MATERIAL PROVIDED ::
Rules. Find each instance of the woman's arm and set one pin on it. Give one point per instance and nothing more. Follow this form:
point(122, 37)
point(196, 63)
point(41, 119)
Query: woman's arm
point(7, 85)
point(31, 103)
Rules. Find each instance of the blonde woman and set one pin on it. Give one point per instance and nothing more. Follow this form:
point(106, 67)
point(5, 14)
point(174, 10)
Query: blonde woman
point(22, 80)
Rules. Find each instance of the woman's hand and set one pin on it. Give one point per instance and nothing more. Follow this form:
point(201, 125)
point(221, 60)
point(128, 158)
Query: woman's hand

CHALLENGE :: Set out every line of the listing above as a numbered list, leaving out any blank lines.

COMPLETE OUTPUT ::
1. Rules. Find each instance of the woman's arm and set one pin on it. Give one point per instance and nothing more. Follow this form:
2. point(122, 37)
3. point(196, 63)
4. point(41, 119)
5. Query: woman's arm
6. point(7, 85)
7. point(31, 103)
8. Rules. Find each instance of the blonde woman and set one pin on it. Give one point per instance and nothing more. Follow this form:
9. point(106, 67)
10. point(5, 14)
11. point(174, 10)
12. Query: blonde woman
13. point(22, 80)
14. Rules. Find each instance of the woman's hand and set one pin on it. Give one point per instance and nothing more. Follow this form:
15. point(201, 125)
16. point(221, 60)
17. point(128, 158)
18. Query: woman's hand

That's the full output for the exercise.